→ REQUIREMENTS
Reproduce the data below without any changes, covering the stretch from the very beginning through the line that contains "x=254 y=378".

→ RECORDS SUPPLIED
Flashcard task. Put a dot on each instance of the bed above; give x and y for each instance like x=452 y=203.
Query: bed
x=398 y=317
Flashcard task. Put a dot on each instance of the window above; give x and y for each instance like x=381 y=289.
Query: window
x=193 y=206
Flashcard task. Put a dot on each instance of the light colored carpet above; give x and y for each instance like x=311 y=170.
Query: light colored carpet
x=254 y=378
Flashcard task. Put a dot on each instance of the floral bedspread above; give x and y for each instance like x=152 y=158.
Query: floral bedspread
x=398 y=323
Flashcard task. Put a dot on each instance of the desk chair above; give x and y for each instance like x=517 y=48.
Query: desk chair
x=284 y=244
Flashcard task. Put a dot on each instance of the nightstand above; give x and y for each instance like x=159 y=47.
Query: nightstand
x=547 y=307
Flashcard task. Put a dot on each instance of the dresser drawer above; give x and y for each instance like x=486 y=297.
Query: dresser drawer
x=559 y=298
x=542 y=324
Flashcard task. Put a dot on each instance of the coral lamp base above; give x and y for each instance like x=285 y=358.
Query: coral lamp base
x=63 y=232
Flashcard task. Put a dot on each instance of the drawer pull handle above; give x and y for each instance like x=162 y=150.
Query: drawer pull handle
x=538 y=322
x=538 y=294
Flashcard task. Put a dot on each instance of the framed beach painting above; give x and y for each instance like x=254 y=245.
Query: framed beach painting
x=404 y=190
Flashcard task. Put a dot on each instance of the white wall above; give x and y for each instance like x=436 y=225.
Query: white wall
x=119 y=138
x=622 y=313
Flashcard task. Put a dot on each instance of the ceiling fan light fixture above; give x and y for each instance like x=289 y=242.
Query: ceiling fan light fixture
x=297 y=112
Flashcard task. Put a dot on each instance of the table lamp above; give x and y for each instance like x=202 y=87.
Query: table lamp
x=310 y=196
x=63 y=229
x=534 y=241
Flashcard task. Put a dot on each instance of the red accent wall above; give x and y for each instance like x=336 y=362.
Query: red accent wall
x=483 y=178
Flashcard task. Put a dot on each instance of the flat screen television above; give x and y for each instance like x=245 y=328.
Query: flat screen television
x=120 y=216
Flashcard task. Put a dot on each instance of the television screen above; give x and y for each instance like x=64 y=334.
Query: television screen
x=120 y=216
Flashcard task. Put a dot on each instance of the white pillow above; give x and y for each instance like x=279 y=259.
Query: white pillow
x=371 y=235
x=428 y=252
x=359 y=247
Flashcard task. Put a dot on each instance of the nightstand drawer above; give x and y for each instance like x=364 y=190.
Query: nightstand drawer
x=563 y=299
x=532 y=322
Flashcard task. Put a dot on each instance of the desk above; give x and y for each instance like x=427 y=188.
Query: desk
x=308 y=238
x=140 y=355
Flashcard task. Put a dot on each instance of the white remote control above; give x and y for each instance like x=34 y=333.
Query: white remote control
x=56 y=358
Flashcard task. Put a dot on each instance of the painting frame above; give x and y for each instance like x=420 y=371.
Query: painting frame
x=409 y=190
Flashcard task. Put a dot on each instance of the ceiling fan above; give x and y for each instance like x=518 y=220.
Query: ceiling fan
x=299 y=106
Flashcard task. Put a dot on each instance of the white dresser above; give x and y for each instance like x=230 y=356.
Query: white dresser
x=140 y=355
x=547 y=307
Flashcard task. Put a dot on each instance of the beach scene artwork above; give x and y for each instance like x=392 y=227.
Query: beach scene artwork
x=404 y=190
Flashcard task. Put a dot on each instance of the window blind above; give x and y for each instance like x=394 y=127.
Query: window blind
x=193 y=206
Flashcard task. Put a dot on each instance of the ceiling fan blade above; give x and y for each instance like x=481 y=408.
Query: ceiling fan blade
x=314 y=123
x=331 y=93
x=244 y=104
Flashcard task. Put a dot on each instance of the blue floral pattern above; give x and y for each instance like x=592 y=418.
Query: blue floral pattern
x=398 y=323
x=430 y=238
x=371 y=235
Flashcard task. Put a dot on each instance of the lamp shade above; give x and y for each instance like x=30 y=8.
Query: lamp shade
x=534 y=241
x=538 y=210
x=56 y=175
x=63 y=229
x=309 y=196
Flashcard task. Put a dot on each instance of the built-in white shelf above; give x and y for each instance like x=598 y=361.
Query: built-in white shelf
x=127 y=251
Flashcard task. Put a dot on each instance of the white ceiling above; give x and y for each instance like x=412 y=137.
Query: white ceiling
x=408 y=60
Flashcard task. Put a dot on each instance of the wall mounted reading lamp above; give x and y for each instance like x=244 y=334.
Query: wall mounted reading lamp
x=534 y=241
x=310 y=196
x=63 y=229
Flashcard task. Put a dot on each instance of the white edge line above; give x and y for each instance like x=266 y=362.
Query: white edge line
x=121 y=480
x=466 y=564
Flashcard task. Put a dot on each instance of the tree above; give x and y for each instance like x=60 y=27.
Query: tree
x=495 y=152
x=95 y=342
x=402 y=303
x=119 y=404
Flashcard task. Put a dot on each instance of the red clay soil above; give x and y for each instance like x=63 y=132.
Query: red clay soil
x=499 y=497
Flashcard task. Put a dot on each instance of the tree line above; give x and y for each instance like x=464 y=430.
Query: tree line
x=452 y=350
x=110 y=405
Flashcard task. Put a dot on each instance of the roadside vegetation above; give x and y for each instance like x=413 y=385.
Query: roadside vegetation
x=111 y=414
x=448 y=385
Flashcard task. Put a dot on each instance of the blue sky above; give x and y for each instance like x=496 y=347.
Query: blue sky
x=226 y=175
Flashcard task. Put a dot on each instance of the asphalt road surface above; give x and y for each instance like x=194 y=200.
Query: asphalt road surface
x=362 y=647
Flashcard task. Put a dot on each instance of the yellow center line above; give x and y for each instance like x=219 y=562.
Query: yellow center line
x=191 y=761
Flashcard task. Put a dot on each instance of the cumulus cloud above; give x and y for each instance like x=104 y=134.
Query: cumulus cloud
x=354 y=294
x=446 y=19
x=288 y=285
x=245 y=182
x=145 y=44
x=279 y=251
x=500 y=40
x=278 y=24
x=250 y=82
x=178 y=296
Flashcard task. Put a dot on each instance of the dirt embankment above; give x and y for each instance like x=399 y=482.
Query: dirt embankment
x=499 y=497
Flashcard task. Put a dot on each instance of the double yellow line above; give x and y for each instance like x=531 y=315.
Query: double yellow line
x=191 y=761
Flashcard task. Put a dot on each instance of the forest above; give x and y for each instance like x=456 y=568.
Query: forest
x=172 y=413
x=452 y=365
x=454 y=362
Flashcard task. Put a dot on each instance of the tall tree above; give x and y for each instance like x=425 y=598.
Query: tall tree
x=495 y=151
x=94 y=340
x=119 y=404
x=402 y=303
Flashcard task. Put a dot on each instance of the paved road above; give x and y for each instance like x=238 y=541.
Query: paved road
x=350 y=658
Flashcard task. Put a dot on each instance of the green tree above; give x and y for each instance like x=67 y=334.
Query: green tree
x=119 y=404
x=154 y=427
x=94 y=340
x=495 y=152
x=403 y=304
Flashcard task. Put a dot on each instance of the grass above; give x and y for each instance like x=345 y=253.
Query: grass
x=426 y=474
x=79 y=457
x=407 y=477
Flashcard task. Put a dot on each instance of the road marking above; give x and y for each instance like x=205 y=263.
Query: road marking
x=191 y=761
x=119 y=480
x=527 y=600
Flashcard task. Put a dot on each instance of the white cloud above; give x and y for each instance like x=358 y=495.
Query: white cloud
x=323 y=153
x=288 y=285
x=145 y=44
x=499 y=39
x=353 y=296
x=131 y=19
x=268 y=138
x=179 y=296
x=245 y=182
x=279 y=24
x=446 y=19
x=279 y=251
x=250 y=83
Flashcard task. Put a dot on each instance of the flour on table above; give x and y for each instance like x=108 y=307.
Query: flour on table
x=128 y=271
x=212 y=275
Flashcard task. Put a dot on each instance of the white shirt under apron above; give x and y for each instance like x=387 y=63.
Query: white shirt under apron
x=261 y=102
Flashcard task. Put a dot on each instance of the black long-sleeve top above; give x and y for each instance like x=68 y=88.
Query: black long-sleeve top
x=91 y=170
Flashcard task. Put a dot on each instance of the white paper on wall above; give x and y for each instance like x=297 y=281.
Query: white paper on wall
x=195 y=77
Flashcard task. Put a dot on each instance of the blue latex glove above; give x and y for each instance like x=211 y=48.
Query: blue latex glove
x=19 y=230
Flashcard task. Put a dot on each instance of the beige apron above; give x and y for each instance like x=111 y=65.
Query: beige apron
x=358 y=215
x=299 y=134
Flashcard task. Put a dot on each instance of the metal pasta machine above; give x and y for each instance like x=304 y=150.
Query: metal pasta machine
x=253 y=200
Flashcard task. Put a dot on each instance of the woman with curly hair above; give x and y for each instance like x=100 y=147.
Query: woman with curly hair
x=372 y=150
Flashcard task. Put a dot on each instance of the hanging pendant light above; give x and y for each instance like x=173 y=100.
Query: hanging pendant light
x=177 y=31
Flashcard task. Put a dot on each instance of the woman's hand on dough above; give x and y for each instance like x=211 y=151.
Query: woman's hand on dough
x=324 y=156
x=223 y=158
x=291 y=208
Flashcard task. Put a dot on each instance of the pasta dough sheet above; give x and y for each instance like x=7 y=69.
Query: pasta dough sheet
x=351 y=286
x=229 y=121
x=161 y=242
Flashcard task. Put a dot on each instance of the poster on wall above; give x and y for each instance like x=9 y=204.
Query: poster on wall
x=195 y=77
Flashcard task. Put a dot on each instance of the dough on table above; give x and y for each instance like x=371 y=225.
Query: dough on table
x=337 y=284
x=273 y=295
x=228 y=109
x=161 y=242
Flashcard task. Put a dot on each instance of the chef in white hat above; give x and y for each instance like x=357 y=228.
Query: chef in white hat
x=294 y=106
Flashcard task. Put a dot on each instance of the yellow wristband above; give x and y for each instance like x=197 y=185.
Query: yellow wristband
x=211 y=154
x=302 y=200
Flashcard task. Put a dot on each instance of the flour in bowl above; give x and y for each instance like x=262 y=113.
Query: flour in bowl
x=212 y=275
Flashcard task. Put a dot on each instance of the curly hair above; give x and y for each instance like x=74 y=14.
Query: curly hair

→ FULL ANSWER
Flashcard task. Put a dot on each instance of the bed above; give x and y for each instance like x=452 y=203.
Query: bed
x=398 y=317
Flashcard task. Put a dot on each instance of the window above; give x and y for each instance like x=381 y=289.
Query: window
x=193 y=206
Flashcard task. Put a dot on each instance of the light colored carpet above; give x and y for each instance like x=311 y=170.
Query: light colored carpet
x=254 y=378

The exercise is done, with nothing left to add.